■ How to complete this task: Below are some entries. Repeat exactly the lines from the one with "of the light" through the one with "green foliage, reported", and only those.

Records drawn from a dataset
⟨

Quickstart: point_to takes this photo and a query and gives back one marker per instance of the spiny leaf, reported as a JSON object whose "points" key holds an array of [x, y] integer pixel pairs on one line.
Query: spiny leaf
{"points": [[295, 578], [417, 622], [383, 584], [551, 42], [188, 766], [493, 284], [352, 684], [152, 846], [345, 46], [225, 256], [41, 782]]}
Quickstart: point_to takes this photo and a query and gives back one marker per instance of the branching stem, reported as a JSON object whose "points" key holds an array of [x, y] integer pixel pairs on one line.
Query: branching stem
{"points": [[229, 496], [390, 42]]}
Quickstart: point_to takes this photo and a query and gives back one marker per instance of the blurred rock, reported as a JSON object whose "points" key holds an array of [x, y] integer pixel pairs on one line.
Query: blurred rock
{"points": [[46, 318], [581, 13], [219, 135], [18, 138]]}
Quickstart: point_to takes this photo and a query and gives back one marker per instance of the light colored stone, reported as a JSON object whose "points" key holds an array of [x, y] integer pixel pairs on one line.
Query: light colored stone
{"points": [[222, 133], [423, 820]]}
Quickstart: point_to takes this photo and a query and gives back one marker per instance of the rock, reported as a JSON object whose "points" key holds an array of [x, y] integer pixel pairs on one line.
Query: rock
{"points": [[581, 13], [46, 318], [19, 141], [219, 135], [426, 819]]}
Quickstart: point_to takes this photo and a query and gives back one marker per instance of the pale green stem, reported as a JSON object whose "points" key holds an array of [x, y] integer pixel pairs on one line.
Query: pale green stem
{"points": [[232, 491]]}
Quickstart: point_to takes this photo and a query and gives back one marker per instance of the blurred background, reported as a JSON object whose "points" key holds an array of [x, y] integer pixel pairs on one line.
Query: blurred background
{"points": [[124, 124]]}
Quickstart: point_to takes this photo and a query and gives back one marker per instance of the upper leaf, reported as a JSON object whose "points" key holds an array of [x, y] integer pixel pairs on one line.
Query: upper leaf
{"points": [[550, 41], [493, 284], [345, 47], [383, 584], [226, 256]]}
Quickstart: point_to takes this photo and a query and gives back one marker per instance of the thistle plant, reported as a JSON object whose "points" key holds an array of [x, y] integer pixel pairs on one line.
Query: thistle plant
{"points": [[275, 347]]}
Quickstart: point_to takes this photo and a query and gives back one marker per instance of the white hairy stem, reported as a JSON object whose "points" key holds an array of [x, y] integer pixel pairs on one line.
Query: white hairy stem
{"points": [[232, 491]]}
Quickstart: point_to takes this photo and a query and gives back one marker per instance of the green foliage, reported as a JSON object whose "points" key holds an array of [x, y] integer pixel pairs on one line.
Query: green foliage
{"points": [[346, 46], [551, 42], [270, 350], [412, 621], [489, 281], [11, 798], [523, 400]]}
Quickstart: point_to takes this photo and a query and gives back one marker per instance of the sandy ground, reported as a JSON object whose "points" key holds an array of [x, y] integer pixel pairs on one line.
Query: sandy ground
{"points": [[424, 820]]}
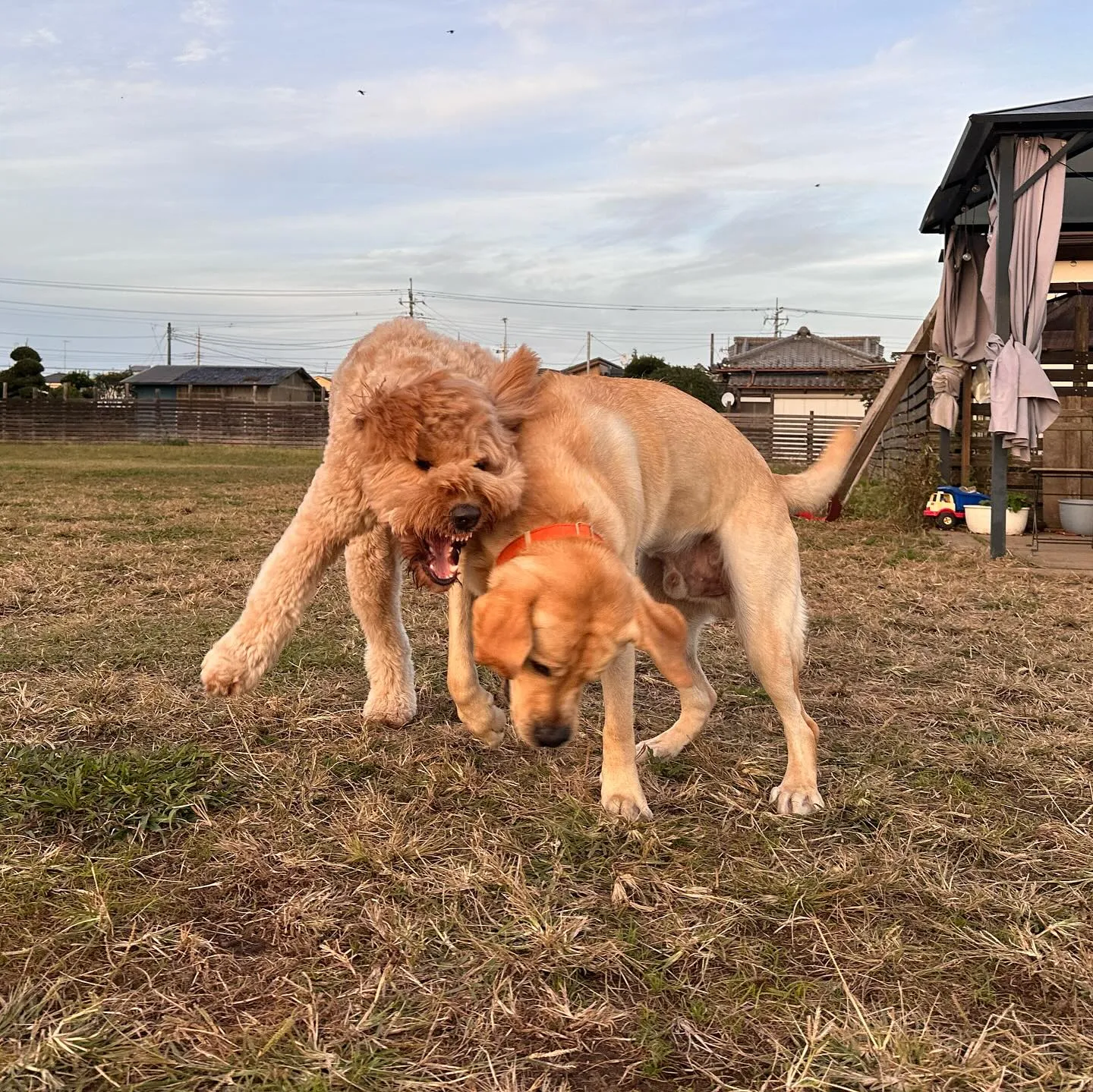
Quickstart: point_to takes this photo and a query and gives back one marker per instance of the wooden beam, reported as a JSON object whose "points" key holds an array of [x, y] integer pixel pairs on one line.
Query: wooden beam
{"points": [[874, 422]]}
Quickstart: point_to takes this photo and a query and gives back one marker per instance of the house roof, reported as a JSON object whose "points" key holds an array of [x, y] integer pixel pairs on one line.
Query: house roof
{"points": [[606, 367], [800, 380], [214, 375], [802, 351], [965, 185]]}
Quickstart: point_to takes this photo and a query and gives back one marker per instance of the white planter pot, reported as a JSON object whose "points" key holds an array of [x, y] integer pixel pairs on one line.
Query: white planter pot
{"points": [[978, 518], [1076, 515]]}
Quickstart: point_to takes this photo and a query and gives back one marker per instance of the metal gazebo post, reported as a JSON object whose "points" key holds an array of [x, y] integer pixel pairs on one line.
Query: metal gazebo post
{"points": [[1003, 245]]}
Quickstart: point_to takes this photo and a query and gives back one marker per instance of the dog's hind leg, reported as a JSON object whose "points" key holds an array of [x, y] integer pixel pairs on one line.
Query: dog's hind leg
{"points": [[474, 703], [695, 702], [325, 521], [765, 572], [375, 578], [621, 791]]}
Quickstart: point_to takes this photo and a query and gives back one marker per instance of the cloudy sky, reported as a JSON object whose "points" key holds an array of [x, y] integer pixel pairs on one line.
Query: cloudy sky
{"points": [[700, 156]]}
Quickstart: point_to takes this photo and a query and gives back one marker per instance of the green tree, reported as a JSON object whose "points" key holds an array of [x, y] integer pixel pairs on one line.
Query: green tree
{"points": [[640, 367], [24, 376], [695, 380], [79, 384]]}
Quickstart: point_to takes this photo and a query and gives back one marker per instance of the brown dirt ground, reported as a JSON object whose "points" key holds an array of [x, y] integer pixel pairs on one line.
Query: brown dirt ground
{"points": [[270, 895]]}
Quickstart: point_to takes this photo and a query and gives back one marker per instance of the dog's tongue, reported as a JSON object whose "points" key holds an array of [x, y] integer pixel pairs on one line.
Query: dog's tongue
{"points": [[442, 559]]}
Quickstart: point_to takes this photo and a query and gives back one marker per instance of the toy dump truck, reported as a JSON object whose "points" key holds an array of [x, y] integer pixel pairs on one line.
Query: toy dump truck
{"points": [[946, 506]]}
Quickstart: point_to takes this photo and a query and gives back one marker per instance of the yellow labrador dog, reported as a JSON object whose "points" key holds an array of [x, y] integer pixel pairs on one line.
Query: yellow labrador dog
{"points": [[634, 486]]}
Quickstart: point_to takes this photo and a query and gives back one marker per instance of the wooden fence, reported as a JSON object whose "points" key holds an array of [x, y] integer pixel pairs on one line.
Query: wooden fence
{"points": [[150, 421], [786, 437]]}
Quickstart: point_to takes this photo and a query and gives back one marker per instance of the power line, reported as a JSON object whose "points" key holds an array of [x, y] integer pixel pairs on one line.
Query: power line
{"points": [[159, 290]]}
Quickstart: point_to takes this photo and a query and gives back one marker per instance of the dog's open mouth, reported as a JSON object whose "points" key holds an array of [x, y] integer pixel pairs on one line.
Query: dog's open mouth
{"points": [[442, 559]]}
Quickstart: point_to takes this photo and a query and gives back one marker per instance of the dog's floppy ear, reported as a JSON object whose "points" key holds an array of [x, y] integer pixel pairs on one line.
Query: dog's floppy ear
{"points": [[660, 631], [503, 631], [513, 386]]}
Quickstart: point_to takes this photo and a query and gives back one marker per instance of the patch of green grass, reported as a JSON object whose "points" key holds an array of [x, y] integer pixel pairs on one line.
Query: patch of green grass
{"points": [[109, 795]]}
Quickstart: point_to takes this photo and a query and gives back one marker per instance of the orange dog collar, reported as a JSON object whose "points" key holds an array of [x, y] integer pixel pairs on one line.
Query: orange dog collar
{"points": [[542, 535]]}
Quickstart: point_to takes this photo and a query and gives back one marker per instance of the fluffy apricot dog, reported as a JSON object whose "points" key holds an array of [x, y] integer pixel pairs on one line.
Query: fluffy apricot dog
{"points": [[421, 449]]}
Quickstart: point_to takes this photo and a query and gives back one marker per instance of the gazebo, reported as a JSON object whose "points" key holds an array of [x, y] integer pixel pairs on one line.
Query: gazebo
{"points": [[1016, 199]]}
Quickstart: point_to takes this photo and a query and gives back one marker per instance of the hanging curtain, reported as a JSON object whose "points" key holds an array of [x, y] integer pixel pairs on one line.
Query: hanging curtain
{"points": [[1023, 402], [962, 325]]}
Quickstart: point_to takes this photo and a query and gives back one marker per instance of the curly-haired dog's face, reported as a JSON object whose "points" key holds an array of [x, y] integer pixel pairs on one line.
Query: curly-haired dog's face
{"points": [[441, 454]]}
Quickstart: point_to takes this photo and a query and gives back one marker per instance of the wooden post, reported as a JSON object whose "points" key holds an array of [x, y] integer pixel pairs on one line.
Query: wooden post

⟩

■ Solution for this task:
Quickstart: point_to takes this photo and a query and gives back one marker per instance of the light colored stone, reported as a JSON object whose "points" key holds an array of [x, y] integer pixel pairs on one line.
Query: light colored stone
{"points": [[222, 133], [423, 820]]}
Quickstart: point_to takes this photo and a query and gives back one marker per instance of the rock, reported as a JSON object whose "points" key holds an array of [x, y] integer pixel pairs on one line.
Query: rock
{"points": [[581, 13], [46, 318], [19, 141], [219, 135], [426, 819]]}
Quickstart: point_to takes this photo and a query and gives back one marker per instance of the pale green stem, reported as a JSON object whose "points" key holds an array of [x, y] integer pixel pairs on one line.
Query: pale green stem
{"points": [[232, 491]]}
Quickstart: point_to takes this photo and a query and gives back one marker per instance of the blurred background, reported as a JSON object whose "points" key holds an array of [x, y] integer pixel pairs on one line.
Query: blurred background
{"points": [[124, 124]]}
Quickstart: point_to takes this photo and a query and gives back one marker per instance of the upper leaf, reported as a JSON object whose "points" key holds an array of [x, y] integer pixel pairs on one line.
Query: upper leaf
{"points": [[550, 41], [493, 284], [345, 47], [383, 584], [226, 256]]}
Quickstart: point_to takes this photo and a query and gives back one marker per instance of the thistle plant, reported as a JSON object whose "points" key holds an array of [x, y] integer pixel pairs on one line.
Query: thistle plant
{"points": [[275, 347]]}
Quickstart: point_to takes this photo and a query and gives back one marker per instance of the white hairy stem, reported as a JSON object whose "points" key holds an array of [x, y] integer pixel pairs on one line.
Query: white hairy stem
{"points": [[232, 491]]}
Quickstart: point_to takes this photo and a query and gives back one marker per instance of the green foliage, reported as a JSON object whose "points" key holds an array of [x, y] integer pixel pairs on one line.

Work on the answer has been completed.